Start of Reading passage

Antibiotic-resistant hospital pathogens are not to be underestimated as a health risk. A research team has now introduced a new approach for treating multiple-drug resistant Staphylococcus in the journal Angewandte Chemie. It is based on a synthetic peptide that reduces the virulence of the bacteria by blocking their communication by “quorum sensing.” Controlled release of the drug from degradable microparticles very strongly inhibited skin wound infections in an animal model.
As their point of attack, the interdisciplinary team working with Helen E. Blackwell at the University of Wisconsin chose a chemical communication system used by bacteria to communicate with each other, called quorum sensing (QS). Many bacteria use QS to regulate the production of virulence factors, or toxins, involved in infections. Among other things, virulence factors give pathogens the ability to attach to host cells and enter them.
S .aureus and related bacteria have a QS circuit based on the “accessory gene regulator” (agr) system. The QS signal molecule is called the “autoinducing peptide” (AIP). The research team developed a synthetic peptide similar to AIP that blocks the agr system with unusual effectiveness, also blocking QS. Omitting an end part of the peptide chain significantly slowed the degradation of the inhibitor peptide in tissue. Encapsulation of the inhibitor in biodegradable polymer particles allowed for delayed release, prolonging the period of activity—making high effectiveness at a low dose possible. In a mouse model for skin abscess, infections with S. aureus could be almost completely blocked by a local injection of the encapsulated peptide.
This new inhibitor peptide could provide an approach to therapeutic strategies for fighting bacterial infections and may provide new insights into the role of agr and QS in chronic infections. In addition, it could be the foundation for the development of coatings that block bacterial infections for applications like implants.

End of Reading passage
Start of Extracted material

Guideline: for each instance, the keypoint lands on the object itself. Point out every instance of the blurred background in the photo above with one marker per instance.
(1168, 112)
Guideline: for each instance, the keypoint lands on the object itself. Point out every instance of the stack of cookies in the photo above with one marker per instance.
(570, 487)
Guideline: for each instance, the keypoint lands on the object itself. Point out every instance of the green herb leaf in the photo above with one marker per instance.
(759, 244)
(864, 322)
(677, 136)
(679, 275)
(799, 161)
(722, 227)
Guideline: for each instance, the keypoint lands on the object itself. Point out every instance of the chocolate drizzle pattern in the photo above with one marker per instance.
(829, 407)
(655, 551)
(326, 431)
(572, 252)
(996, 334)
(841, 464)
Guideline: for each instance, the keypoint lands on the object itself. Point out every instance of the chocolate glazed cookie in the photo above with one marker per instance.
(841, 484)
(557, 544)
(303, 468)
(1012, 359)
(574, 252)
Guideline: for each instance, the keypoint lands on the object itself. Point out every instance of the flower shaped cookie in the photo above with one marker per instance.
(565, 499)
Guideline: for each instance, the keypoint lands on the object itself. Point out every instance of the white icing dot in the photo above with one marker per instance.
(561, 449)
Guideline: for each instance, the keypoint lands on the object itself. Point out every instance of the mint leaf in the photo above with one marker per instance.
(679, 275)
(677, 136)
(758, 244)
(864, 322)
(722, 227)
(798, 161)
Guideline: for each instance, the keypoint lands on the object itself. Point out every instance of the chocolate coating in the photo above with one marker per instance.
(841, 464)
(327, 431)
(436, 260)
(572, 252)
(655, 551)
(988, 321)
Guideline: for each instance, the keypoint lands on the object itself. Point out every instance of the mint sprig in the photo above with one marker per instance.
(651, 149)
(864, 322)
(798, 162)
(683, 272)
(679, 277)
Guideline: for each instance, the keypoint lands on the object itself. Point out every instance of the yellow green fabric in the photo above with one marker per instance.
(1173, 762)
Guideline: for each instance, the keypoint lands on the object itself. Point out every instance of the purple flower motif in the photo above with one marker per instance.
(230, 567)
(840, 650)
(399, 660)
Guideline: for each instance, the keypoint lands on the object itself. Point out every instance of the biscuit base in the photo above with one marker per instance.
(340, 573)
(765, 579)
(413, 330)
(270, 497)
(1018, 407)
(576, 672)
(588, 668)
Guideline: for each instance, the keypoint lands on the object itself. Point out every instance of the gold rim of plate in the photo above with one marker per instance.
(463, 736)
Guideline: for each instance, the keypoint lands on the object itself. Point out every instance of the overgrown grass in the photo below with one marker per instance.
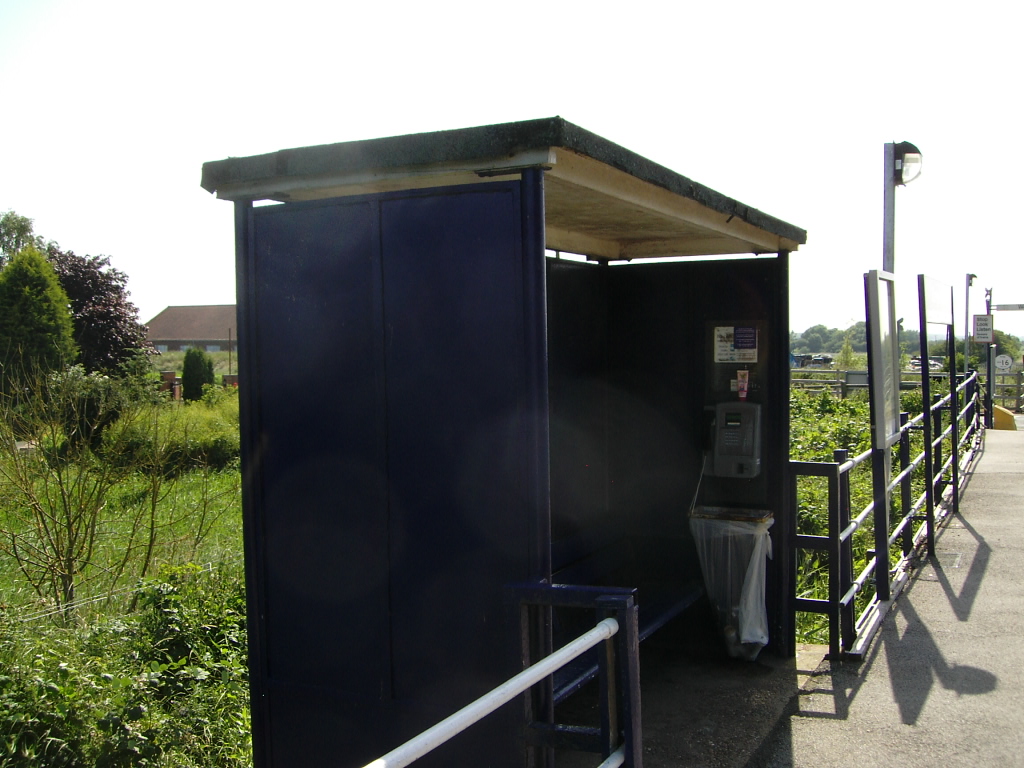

End of Extracted material

Tasks to perform:
1. According to the article on blocking bacterial quorum sensing, why did the researchers encapsulate the inhibitor peptide in biodegradable polymer particles?
2. In the article on blocking bacterial quorum sensing, what is the quorum-sensing signal molecule of S. aureus called?

Results of the tasks:
1. Encapsulation allowed the peptide to be released gradually, which prolonged its period of activity. This made high effectiveness possible at a low dose.

2. It is called the "autoinducing peptide" (AIP).